| Exercise directions |
Below is a listing; reproduce each line of it exactly.
▽
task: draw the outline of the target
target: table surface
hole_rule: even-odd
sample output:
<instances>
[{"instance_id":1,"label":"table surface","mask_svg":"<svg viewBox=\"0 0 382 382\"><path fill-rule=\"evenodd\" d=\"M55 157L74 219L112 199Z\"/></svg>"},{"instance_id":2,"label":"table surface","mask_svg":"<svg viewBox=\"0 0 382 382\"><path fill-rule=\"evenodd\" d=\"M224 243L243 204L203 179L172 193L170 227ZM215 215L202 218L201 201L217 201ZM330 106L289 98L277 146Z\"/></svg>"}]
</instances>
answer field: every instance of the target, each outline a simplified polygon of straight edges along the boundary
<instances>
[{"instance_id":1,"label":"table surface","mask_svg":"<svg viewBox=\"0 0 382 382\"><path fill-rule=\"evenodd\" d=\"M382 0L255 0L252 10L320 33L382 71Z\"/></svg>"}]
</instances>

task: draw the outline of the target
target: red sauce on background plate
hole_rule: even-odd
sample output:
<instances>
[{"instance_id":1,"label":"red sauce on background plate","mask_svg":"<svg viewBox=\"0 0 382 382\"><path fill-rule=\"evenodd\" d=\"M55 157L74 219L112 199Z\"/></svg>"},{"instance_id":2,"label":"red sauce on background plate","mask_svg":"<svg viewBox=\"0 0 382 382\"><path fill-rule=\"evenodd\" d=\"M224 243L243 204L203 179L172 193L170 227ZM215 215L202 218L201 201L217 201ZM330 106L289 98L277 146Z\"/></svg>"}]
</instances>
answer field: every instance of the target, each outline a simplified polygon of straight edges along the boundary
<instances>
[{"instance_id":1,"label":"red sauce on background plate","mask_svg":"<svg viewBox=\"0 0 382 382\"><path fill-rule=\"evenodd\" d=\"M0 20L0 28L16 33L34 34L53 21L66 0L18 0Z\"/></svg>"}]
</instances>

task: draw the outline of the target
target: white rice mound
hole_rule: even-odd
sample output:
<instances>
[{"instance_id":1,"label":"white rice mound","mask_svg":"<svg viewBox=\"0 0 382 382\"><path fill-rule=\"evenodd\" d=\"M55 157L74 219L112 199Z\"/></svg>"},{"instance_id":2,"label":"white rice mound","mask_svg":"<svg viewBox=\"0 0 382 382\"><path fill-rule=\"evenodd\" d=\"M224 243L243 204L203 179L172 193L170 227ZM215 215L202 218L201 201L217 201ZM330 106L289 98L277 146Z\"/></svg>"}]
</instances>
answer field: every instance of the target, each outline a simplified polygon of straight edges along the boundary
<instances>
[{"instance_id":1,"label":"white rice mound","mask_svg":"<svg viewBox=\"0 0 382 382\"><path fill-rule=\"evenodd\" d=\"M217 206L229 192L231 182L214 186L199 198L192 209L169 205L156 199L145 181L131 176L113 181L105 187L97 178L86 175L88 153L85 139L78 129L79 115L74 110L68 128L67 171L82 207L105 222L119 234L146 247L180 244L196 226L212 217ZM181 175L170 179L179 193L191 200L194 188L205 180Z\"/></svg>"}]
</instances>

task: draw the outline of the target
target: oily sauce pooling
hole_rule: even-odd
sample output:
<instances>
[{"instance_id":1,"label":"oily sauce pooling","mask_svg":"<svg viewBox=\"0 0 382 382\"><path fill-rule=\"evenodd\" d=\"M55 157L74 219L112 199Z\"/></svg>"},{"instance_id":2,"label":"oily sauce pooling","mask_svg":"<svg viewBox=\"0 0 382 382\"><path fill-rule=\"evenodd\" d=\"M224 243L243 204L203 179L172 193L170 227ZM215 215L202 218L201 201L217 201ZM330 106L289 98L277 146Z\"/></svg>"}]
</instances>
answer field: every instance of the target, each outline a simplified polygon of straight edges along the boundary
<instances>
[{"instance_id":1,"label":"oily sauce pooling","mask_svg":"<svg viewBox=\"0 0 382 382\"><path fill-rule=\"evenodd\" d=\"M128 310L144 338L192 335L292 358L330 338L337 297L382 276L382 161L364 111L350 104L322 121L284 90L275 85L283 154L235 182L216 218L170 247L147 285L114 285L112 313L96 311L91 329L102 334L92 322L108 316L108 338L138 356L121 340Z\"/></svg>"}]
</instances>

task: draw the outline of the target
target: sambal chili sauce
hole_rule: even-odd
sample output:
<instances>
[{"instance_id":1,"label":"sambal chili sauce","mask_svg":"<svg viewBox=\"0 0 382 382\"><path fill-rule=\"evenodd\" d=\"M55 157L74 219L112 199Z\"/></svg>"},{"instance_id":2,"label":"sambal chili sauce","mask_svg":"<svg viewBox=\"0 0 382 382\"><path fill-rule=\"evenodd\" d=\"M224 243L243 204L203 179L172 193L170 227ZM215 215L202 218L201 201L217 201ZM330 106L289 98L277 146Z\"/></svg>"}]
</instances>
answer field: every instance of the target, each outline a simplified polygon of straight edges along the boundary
△
| Result below |
task: draw the outline of the target
target: table surface
hole_rule: even-odd
sample output:
<instances>
[{"instance_id":1,"label":"table surface","mask_svg":"<svg viewBox=\"0 0 382 382\"><path fill-rule=\"evenodd\" d=\"M55 157L74 219L112 199Z\"/></svg>"},{"instance_id":2,"label":"table surface","mask_svg":"<svg viewBox=\"0 0 382 382\"><path fill-rule=\"evenodd\" d=\"M224 243L243 204L203 179L172 193L170 227ZM215 215L202 218L201 201L217 201ZM330 106L289 98L277 146Z\"/></svg>"}]
</instances>
answer field: every instance of the target, each outline a simplified polygon of straight edges along the boundary
<instances>
[{"instance_id":1,"label":"table surface","mask_svg":"<svg viewBox=\"0 0 382 382\"><path fill-rule=\"evenodd\" d=\"M382 0L255 0L252 10L320 33L382 71Z\"/></svg>"}]
</instances>

task: draw the outline of the target
target: red sauce on background plate
hole_rule: even-odd
sample output:
<instances>
[{"instance_id":1,"label":"red sauce on background plate","mask_svg":"<svg viewBox=\"0 0 382 382\"><path fill-rule=\"evenodd\" d=\"M55 157L74 219L112 199Z\"/></svg>"},{"instance_id":2,"label":"red sauce on background plate","mask_svg":"<svg viewBox=\"0 0 382 382\"><path fill-rule=\"evenodd\" d=\"M224 243L243 204L203 179L172 193L170 227ZM215 215L202 218L201 201L217 201ZM330 106L289 98L277 146Z\"/></svg>"}]
</instances>
answer field: every instance of the target, each outline a simplified polygon of straight edges along the boundary
<instances>
[{"instance_id":1,"label":"red sauce on background plate","mask_svg":"<svg viewBox=\"0 0 382 382\"><path fill-rule=\"evenodd\" d=\"M0 20L0 28L16 33L34 34L53 21L66 0L18 0Z\"/></svg>"}]
</instances>

task: draw the outline of the target
target: white rice mound
hole_rule: even-odd
sample output:
<instances>
[{"instance_id":1,"label":"white rice mound","mask_svg":"<svg viewBox=\"0 0 382 382\"><path fill-rule=\"evenodd\" d=\"M55 157L74 219L112 199Z\"/></svg>"},{"instance_id":2,"label":"white rice mound","mask_svg":"<svg viewBox=\"0 0 382 382\"><path fill-rule=\"evenodd\" d=\"M224 243L243 204L203 179L172 193L170 227ZM215 215L202 218L201 201L217 201ZM330 106L289 98L277 146Z\"/></svg>"}]
</instances>
answer field: every instance of the target, each outline a simplified polygon of straight edges along the boundary
<instances>
[{"instance_id":1,"label":"white rice mound","mask_svg":"<svg viewBox=\"0 0 382 382\"><path fill-rule=\"evenodd\" d=\"M217 206L229 192L231 182L214 186L199 198L192 209L169 205L156 199L145 181L131 176L113 181L105 187L97 178L86 175L88 153L85 139L78 129L79 115L74 110L68 128L67 171L82 207L105 222L119 234L146 247L180 244L196 226L212 217ZM181 175L170 179L179 193L191 200L194 188L205 180Z\"/></svg>"}]
</instances>

task: draw the outline of the target
target: oily sauce pooling
hole_rule: even-odd
sample output:
<instances>
[{"instance_id":1,"label":"oily sauce pooling","mask_svg":"<svg viewBox=\"0 0 382 382\"><path fill-rule=\"evenodd\" d=\"M55 157L74 219L112 199Z\"/></svg>"},{"instance_id":2,"label":"oily sauce pooling","mask_svg":"<svg viewBox=\"0 0 382 382\"><path fill-rule=\"evenodd\" d=\"M224 243L243 204L203 179L172 193L170 227ZM215 215L202 218L201 201L217 201ZM330 106L289 98L277 146Z\"/></svg>"}]
</instances>
answer field: every instance of the target, each outline a simplified polygon of straight edges along the boundary
<instances>
[{"instance_id":1,"label":"oily sauce pooling","mask_svg":"<svg viewBox=\"0 0 382 382\"><path fill-rule=\"evenodd\" d=\"M128 310L144 338L192 335L292 358L330 338L337 297L382 276L382 161L364 111L350 104L322 121L284 90L275 85L283 154L235 182L216 218L170 247L147 285L114 285L112 313L96 311L91 329L102 334L92 322L108 316L108 338L138 356L121 340Z\"/></svg>"}]
</instances>

task: draw the outline of the target
target: sambal chili sauce
hole_rule: even-odd
sample output:
<instances>
[{"instance_id":1,"label":"sambal chili sauce","mask_svg":"<svg viewBox=\"0 0 382 382\"><path fill-rule=\"evenodd\" d=\"M55 157L74 219L112 199Z\"/></svg>"},{"instance_id":2,"label":"sambal chili sauce","mask_svg":"<svg viewBox=\"0 0 382 382\"><path fill-rule=\"evenodd\" d=\"M224 243L243 204L203 179L172 193L170 227ZM215 215L202 218L201 201L217 201ZM330 106L289 98L277 146Z\"/></svg>"}]
</instances>
answer field: every instance of the target, each outline a simplified polygon of straight edges along the boundary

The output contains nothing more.